• **EXERCISE AIM**
Copy out all lines from the entries below in which "step" occurs.

• **ENTRIES SUPPLIED**
****

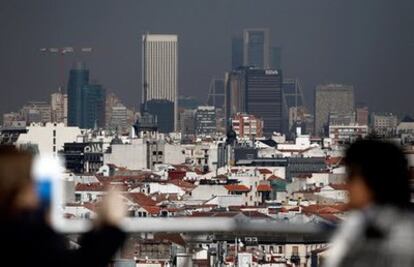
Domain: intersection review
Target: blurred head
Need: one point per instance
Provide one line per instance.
(377, 174)
(17, 191)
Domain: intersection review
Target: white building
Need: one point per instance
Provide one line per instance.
(384, 124)
(341, 134)
(59, 107)
(49, 137)
(160, 68)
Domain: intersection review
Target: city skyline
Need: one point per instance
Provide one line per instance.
(367, 45)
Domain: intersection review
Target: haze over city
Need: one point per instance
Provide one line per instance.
(367, 44)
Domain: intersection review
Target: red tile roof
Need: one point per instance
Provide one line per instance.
(186, 186)
(141, 199)
(264, 188)
(237, 188)
(274, 177)
(90, 187)
(175, 238)
(333, 161)
(265, 171)
(153, 210)
(339, 186)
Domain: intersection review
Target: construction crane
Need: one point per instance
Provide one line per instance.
(61, 52)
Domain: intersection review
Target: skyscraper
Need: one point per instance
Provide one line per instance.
(236, 52)
(86, 102)
(93, 106)
(256, 50)
(78, 77)
(257, 92)
(164, 111)
(59, 107)
(264, 98)
(331, 98)
(216, 93)
(276, 57)
(160, 69)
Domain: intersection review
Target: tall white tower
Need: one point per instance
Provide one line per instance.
(160, 69)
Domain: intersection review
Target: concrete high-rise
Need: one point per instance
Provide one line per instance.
(236, 52)
(93, 106)
(78, 78)
(59, 107)
(164, 111)
(331, 98)
(256, 48)
(257, 92)
(160, 69)
(86, 102)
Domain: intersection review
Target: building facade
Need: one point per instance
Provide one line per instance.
(384, 124)
(59, 107)
(160, 69)
(256, 49)
(78, 78)
(205, 120)
(247, 126)
(93, 106)
(331, 98)
(257, 92)
(163, 110)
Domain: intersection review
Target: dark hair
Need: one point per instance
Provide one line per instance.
(15, 174)
(384, 169)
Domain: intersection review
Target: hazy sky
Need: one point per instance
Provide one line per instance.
(366, 43)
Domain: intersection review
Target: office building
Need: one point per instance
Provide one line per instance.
(36, 111)
(205, 120)
(264, 98)
(78, 78)
(256, 49)
(119, 119)
(12, 118)
(187, 122)
(336, 119)
(216, 93)
(163, 111)
(362, 114)
(49, 138)
(236, 52)
(247, 126)
(93, 106)
(384, 124)
(86, 102)
(276, 58)
(160, 69)
(59, 107)
(257, 92)
(331, 98)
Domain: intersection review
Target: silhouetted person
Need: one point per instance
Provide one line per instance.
(380, 230)
(28, 240)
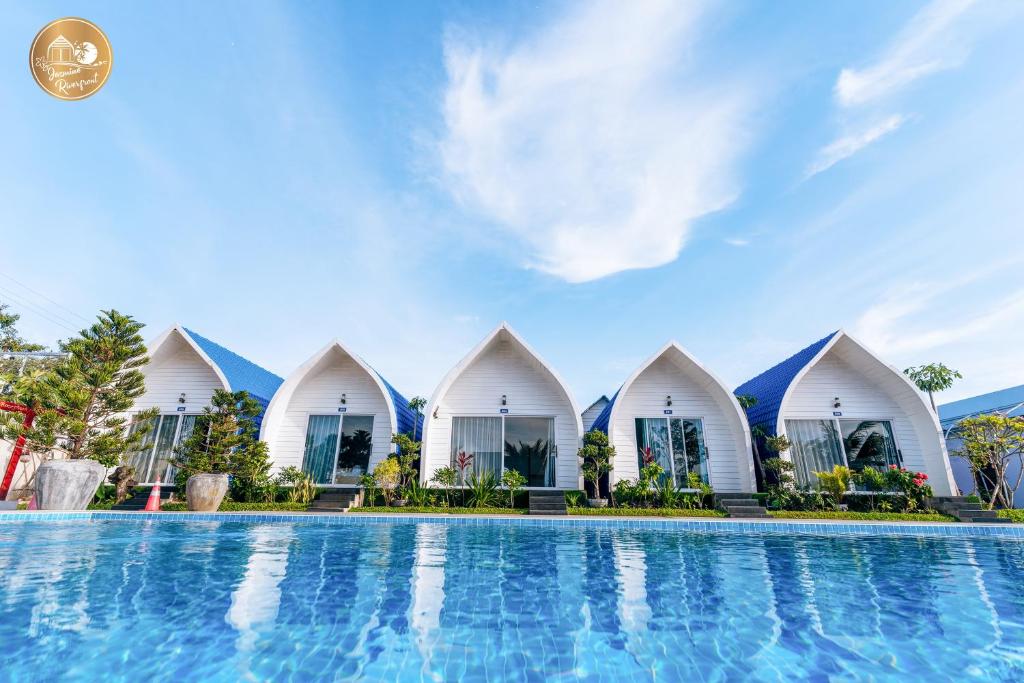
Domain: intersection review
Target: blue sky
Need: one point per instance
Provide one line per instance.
(742, 177)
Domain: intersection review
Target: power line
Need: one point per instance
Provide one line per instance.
(58, 305)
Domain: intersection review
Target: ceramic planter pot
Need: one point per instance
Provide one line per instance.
(205, 492)
(68, 484)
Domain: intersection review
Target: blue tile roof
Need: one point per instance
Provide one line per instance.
(601, 423)
(1005, 400)
(769, 387)
(402, 413)
(243, 375)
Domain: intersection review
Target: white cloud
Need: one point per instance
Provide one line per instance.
(927, 44)
(848, 145)
(592, 141)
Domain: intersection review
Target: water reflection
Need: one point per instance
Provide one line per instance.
(439, 602)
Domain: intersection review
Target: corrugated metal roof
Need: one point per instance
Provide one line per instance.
(242, 374)
(1003, 400)
(769, 387)
(601, 423)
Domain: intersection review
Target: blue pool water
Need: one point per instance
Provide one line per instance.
(384, 601)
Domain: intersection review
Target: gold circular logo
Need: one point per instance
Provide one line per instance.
(71, 58)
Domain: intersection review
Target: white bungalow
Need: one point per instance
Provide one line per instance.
(509, 410)
(687, 418)
(334, 418)
(184, 370)
(839, 403)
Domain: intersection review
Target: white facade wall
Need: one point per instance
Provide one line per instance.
(176, 368)
(504, 367)
(868, 389)
(592, 413)
(318, 392)
(692, 396)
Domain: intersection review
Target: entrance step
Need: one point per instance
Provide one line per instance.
(335, 500)
(740, 505)
(965, 511)
(547, 503)
(140, 496)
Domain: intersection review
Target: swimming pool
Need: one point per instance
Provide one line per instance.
(232, 599)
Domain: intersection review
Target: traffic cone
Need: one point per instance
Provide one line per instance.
(153, 505)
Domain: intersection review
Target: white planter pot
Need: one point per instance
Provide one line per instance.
(68, 484)
(205, 492)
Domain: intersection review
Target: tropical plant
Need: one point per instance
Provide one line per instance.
(836, 483)
(82, 400)
(993, 444)
(482, 489)
(387, 476)
(225, 440)
(933, 378)
(596, 458)
(463, 461)
(408, 457)
(445, 478)
(300, 486)
(513, 480)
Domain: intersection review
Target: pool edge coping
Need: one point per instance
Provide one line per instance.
(800, 526)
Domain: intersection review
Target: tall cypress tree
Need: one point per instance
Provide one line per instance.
(82, 401)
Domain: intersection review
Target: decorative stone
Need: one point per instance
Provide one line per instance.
(68, 484)
(205, 492)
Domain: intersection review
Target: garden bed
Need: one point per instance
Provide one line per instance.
(409, 509)
(645, 512)
(869, 516)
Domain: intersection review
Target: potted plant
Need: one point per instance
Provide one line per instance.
(596, 457)
(223, 442)
(387, 474)
(80, 404)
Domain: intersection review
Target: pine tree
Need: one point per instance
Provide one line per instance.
(82, 401)
(225, 440)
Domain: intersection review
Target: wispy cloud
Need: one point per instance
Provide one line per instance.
(927, 44)
(593, 141)
(848, 145)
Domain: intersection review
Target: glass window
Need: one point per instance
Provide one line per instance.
(480, 437)
(322, 446)
(356, 445)
(816, 447)
(868, 443)
(528, 444)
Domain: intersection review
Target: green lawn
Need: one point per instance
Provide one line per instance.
(873, 516)
(644, 512)
(1015, 515)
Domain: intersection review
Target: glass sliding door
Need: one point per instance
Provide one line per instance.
(677, 444)
(528, 449)
(481, 438)
(869, 443)
(322, 446)
(154, 458)
(356, 445)
(816, 447)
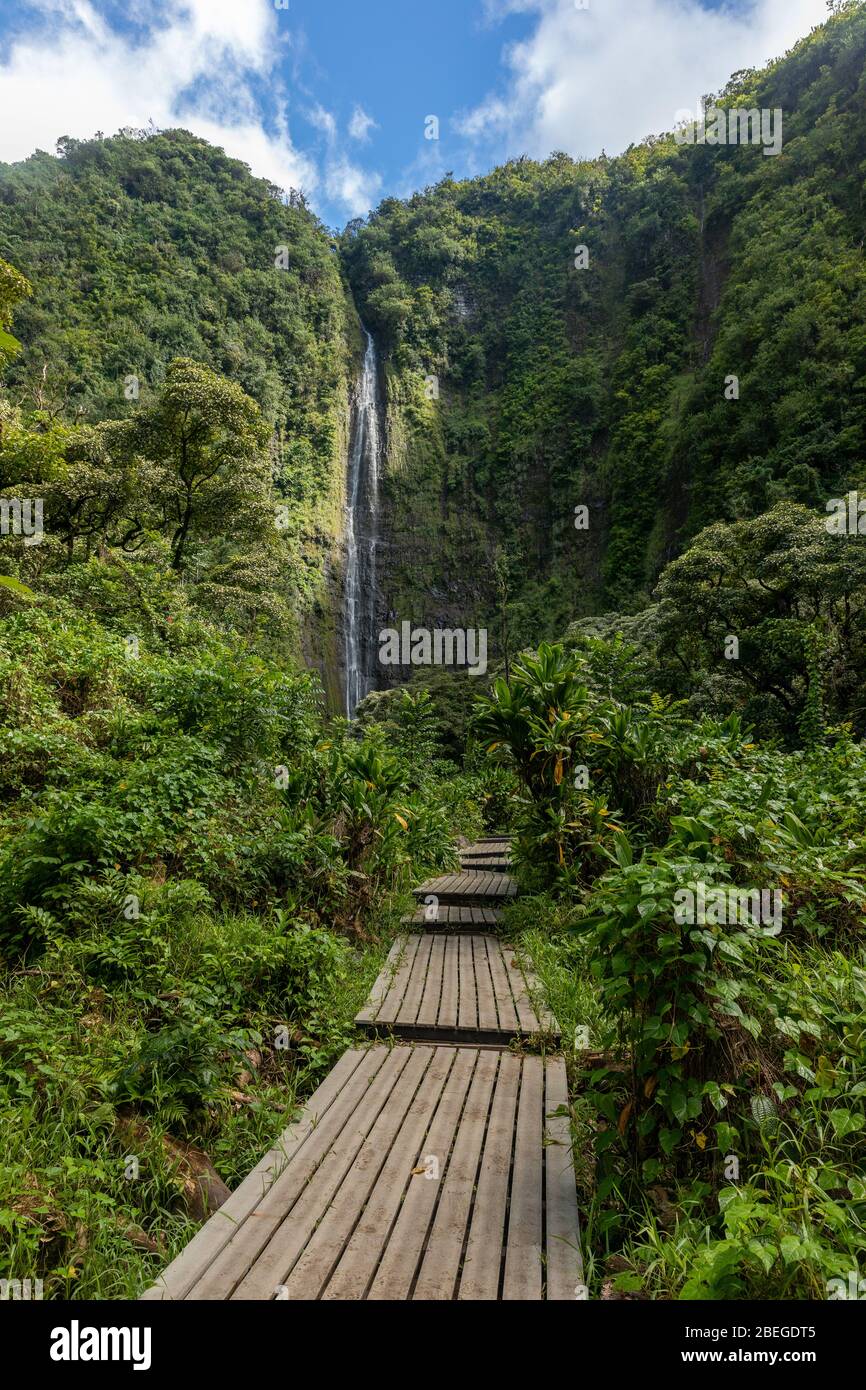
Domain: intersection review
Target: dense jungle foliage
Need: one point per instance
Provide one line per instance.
(202, 869)
(143, 249)
(605, 387)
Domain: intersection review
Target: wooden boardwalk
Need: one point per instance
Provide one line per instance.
(437, 1166)
(438, 916)
(467, 888)
(413, 1173)
(455, 988)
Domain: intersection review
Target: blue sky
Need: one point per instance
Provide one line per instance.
(332, 95)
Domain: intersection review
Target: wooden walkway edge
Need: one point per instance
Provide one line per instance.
(434, 1166)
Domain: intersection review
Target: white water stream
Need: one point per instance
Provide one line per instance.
(362, 535)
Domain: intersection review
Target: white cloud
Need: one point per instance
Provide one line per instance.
(360, 125)
(353, 188)
(608, 75)
(71, 74)
(323, 120)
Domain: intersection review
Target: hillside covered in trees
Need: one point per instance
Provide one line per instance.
(202, 866)
(602, 384)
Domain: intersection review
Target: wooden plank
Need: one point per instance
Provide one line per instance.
(395, 1273)
(349, 1218)
(451, 988)
(483, 1261)
(565, 1268)
(488, 1009)
(501, 980)
(307, 1276)
(291, 1193)
(319, 1114)
(523, 1251)
(382, 984)
(467, 1015)
(459, 990)
(417, 982)
(288, 1241)
(389, 1007)
(469, 888)
(360, 1257)
(428, 1008)
(441, 1264)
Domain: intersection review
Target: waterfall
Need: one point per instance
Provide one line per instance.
(362, 534)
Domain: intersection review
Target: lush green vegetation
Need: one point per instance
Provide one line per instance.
(719, 1055)
(199, 872)
(200, 868)
(145, 249)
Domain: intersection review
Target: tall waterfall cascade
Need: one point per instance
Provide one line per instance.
(362, 535)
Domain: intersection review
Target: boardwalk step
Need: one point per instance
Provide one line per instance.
(455, 988)
(446, 918)
(413, 1172)
(467, 888)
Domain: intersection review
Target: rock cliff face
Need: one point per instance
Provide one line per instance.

****

• **WRITTEN REPLY**
Target: entrance step
Target: boardwalk step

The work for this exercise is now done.